__PROBLEM STATEMENT__: All of the data that follows is to be written out exactly, with images excluded.

__INPUT__:
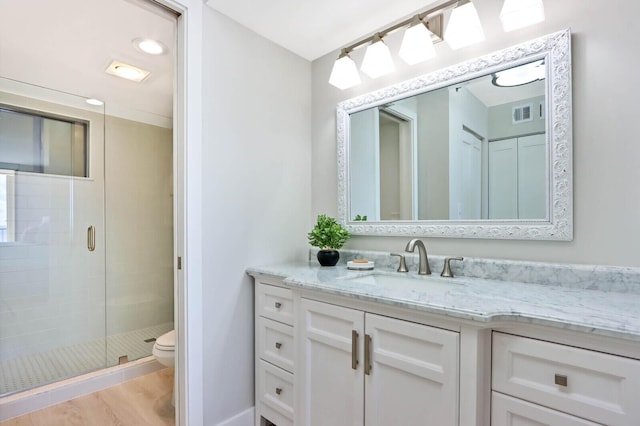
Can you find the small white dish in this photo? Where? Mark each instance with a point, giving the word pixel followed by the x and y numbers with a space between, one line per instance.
pixel 360 266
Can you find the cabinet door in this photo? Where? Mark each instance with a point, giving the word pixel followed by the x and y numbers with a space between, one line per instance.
pixel 332 389
pixel 414 374
pixel 507 411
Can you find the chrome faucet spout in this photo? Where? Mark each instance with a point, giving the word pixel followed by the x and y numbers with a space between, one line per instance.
pixel 423 267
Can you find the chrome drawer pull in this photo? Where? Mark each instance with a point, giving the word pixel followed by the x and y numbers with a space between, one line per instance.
pixel 354 349
pixel 367 354
pixel 561 380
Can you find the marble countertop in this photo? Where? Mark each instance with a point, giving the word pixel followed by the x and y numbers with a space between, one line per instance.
pixel 605 313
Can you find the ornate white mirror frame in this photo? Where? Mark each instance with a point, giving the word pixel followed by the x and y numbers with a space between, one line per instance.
pixel 555 49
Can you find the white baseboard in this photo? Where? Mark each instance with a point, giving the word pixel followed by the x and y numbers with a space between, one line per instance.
pixel 44 396
pixel 246 418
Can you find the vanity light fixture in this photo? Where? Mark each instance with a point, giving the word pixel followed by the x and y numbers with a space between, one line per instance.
pixel 94 102
pixel 147 45
pixel 517 14
pixel 422 31
pixel 417 43
pixel 464 27
pixel 129 72
pixel 344 73
pixel 377 59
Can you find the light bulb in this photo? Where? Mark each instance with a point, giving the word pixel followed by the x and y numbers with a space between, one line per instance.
pixel 344 73
pixel 464 27
pixel 377 60
pixel 417 45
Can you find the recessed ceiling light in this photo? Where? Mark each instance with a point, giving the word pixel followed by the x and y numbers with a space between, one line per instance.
pixel 94 102
pixel 120 69
pixel 147 45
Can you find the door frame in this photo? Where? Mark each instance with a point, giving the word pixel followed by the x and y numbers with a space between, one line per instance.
pixel 187 147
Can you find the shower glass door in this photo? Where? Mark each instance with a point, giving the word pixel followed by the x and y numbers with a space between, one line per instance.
pixel 52 236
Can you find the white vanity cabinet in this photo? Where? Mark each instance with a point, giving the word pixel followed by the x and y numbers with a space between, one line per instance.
pixel 275 353
pixel 539 382
pixel 359 368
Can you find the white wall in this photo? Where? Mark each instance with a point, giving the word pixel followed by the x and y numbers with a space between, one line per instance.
pixel 605 97
pixel 256 193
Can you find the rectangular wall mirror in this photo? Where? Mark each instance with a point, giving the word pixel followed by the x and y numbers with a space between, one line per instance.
pixel 478 150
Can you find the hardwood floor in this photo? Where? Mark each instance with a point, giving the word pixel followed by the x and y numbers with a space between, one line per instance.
pixel 138 402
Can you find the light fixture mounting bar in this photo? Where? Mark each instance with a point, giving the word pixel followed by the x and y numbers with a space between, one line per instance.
pixel 432 17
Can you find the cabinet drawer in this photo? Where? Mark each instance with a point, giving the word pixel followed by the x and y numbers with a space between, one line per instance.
pixel 275 303
pixel 275 343
pixel 275 389
pixel 508 411
pixel 600 387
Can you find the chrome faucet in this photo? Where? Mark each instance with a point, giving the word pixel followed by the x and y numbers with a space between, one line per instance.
pixel 423 267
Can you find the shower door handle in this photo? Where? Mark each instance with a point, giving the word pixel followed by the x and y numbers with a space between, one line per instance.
pixel 91 238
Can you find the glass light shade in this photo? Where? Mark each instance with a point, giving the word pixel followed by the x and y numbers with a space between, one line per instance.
pixel 521 13
pixel 417 45
pixel 377 60
pixel 464 27
pixel 344 73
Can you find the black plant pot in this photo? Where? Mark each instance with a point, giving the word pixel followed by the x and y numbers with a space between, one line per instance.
pixel 328 257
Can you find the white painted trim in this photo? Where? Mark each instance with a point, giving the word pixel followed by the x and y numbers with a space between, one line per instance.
pixel 187 129
pixel 245 418
pixel 45 396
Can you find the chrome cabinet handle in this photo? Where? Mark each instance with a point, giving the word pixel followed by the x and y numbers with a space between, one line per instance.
pixel 561 380
pixel 354 349
pixel 91 238
pixel 367 354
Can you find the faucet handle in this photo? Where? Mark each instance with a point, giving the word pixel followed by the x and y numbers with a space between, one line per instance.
pixel 403 264
pixel 446 270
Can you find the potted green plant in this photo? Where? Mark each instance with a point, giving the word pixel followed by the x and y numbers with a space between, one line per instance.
pixel 329 236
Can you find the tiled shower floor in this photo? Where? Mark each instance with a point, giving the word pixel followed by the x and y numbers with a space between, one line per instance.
pixel 33 370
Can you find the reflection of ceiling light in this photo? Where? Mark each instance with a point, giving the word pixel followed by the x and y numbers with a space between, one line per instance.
pixel 94 102
pixel 344 73
pixel 377 59
pixel 464 27
pixel 521 13
pixel 147 45
pixel 524 74
pixel 127 71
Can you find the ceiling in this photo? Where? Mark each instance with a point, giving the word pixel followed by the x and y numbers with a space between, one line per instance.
pixel 67 44
pixel 311 28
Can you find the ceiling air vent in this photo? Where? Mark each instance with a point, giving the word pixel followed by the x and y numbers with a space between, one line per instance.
pixel 522 113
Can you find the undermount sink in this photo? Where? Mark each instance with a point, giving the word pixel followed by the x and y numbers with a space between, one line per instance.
pixel 382 279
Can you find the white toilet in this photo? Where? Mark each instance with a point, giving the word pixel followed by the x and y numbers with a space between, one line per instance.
pixel 164 352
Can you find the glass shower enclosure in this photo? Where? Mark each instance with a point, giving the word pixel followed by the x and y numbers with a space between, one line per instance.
pixel 69 302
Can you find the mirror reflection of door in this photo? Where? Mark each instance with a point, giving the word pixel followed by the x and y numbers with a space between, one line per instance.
pixel 468 196
pixel 397 186
pixel 382 169
pixel 517 184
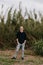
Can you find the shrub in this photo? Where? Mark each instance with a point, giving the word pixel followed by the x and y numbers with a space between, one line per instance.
pixel 38 47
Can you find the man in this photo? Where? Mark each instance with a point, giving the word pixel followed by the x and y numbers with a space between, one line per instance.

__RESULT__:
Can you find the small white dish in this photo? Where? Mark each instance with a point, giving the word pixel followed by the x and y numbers with a space between, one line per instance.
pixel 360 266
Can you find the cabinet door in this photo? Where? Mark each instance with a point, giving the word pixel followed by the x and y numbers with a space between, one line per instance.
pixel 332 389
pixel 414 374
pixel 507 411
Can you find the chrome faucet spout in this photo? Where? Mark each instance with a point, giving the word pixel followed by the x and y numbers with a space between, one line per instance.
pixel 423 267
Can you find the chrome drawer pull in this photo? Where? Mark each instance with a point, giving the word pixel followed by the x and y numbers with a space between, one line per instance.
pixel 354 349
pixel 367 354
pixel 561 380
Can you find the marble countertop in this photo? Where? Mark each instance with a point, giving the word pixel followed by the x and y numbers with a space between, one line per instance.
pixel 605 313
Can you find the ornate white mirror frame in this photo? Where? Mark each instance with a point, giving the word pixel followed by the x and y numbers with a space between, one line per instance.
pixel 555 49
Can you find the white baseboard in this photo? Where? Mark each instance with a point, giving the word pixel followed by the x and y numbers with a space between, one line per instance.
pixel 44 396
pixel 246 418
Can you find the vanity light fixture in this photo? Where? Mark each instance with a point, giving the word pixel followed by the x and y numbers with a space between, one line per instance.
pixel 94 102
pixel 147 45
pixel 517 14
pixel 422 31
pixel 417 43
pixel 464 27
pixel 129 72
pixel 344 73
pixel 377 59
Can you find the light bulb in this photo? Where? Mark each instance with a point, giving the word pixel followed by the x and y numbers with a space between, one line per instance.
pixel 344 73
pixel 464 27
pixel 377 60
pixel 417 45
Can you find the recessed ceiling light in this photo? Where? Mark each instance with a point, giving the word pixel followed by the x and y numbers with a space between, one line per instance.
pixel 94 102
pixel 120 69
pixel 147 45
Can you find the door frame in this photo? Where? Mark each instance with a point, giving the word pixel followed by the x and y numbers with a space between, one line per instance.
pixel 187 147
Can you find the shower glass door in this photo? Where? Mark each instance with a point, giving the word pixel followed by the x and y numbers with a space between, one line per instance.
pixel 52 236
Can you find the white vanity cabinet in this photo? Where? Mark each instance with a point, giving the word pixel followed by the x and y numbers with a space between, one line per instance.
pixel 275 353
pixel 539 382
pixel 359 368
Can you find the white wall in this photo? Where? Mark each instance with a point, giving the word pixel followed by the x and y numbers with a space between, one line per instance.
pixel 605 97
pixel 256 193
Can you find the rectangular wall mirror in this photo? Where? Mark each instance with a point, giving the word pixel followed by the x and y numbers with a space between, one line per instance.
pixel 478 150
Can you find the hardwood floor in this photo? Where? Mark each instance with a point, giving the word pixel followed by the x and y numbers with a space between, one line per instance.
pixel 138 402
Can you find the light fixture mounting bar in this photo? Where? Mark each instance with a point, giving the word pixel followed by the x and y numbers with a space between, one line per instance.
pixel 432 17
Can you find the cabinet drawer in this photo? Where? Mark each instance with a point, giving the word pixel followed by the x and y numbers with a space between, one line per instance.
pixel 275 303
pixel 275 343
pixel 275 389
pixel 508 411
pixel 600 387
Can you find the chrome faucet in this photo? Where? Mark each instance with a point, giving the word pixel followed by the x and y numbers with a space between, one line per instance.
pixel 423 267
Can you find the shower door handle in this photo? Where? Mark each instance with a point, giving the word pixel followed by the x and y numbers with a space between, one line per instance.
pixel 91 238
Can you find the glass light shade in this photo? Where? Mark each instance with a point, giving the word pixel followed by the x and y numbers with a space between, one line per instance.
pixel 521 13
pixel 417 45
pixel 377 60
pixel 464 27
pixel 344 73
Can you find the black plant pot in this photo? Where? Mark each instance with a point, giving the word pixel followed by the x and y numbers with a space between, one line per instance.
pixel 328 257
Can you find the white painted trim in this photo? Where? Mark each instance with a point, giving the word pixel followed by the x and y numbers with a space between, one line per instance.
pixel 187 129
pixel 245 418
pixel 45 396
Can you find the chrome cabinet handle in this photo? Where? Mark each instance with a point, giving the word pixel followed by the x and y numbers with a space between, one line per instance.
pixel 561 380
pixel 354 349
pixel 91 238
pixel 367 354
Can you find the faucet handle in this photo? Where? Mark each instance with a point, giving the word pixel followed by the x and y numbers with a space between, one line per instance.
pixel 403 264
pixel 446 270
Can you find the potted green plant in this photo? Where? Mark each instance with a point, giving the word pixel followed by the x and y numbers with a space between, one line per instance.
pixel 329 236
Can you find the tiled shower floor in this photo? Where? Mark each instance with a point, giving the word pixel followed by the x and y numbers with a space between, one line per instance.
pixel 33 370
Can you find the reflection of ceiling light in this photo? Where? Mark each instance with a point, giving the word pixel followed by the x and y numbers with a space between, one line per instance.
pixel 94 102
pixel 344 73
pixel 377 59
pixel 464 27
pixel 521 13
pixel 147 45
pixel 524 74
pixel 127 71
Can you find the ceiling in this photo? Where? Mark each instance with a point, giving the word pixel followed by the x and y numbers with a space between, one line per instance.
pixel 67 44
pixel 311 28
Can you find the ceiling air vent in this photo? Where? Mark each instance with a point, giving the word pixel followed by the x and y numbers with a space between, one line per instance.
pixel 522 113
Can you find the undermount sink in this photo? Where? Mark each instance with a point, giving the word pixel followed by the x and y numbers with a space between, one line per instance.
pixel 382 279
Can you find the white toilet in this photo? Where? Mark each instance with a point, giving the word pixel followed by the x and y numbers with a space between, one line per instance.
pixel 164 352
Can you find the glass shower enclosure in this photo? Where? Mark each instance with a point, giving the word pixel followed by the x and y numbers with a space between, one line per instance.
pixel 69 302
Can you find the mirror reflection of door in this photo? Where? Mark each instance with a point, giving the word pixel followed by the x and y numbers with a space between, one line per instance.
pixel 468 196
pixel 397 186
pixel 382 169
pixel 517 184
Can you find the shrub in this photo? Where? Mark each instance with a point, giving the word pixel followed by the x and y numbers with a space between, one line per instance.
pixel 38 47
Can you find the man in this photo? Where? Mark each instance with a point, giving the word pixel followed by the x and y numbers with a space between, one line per instance.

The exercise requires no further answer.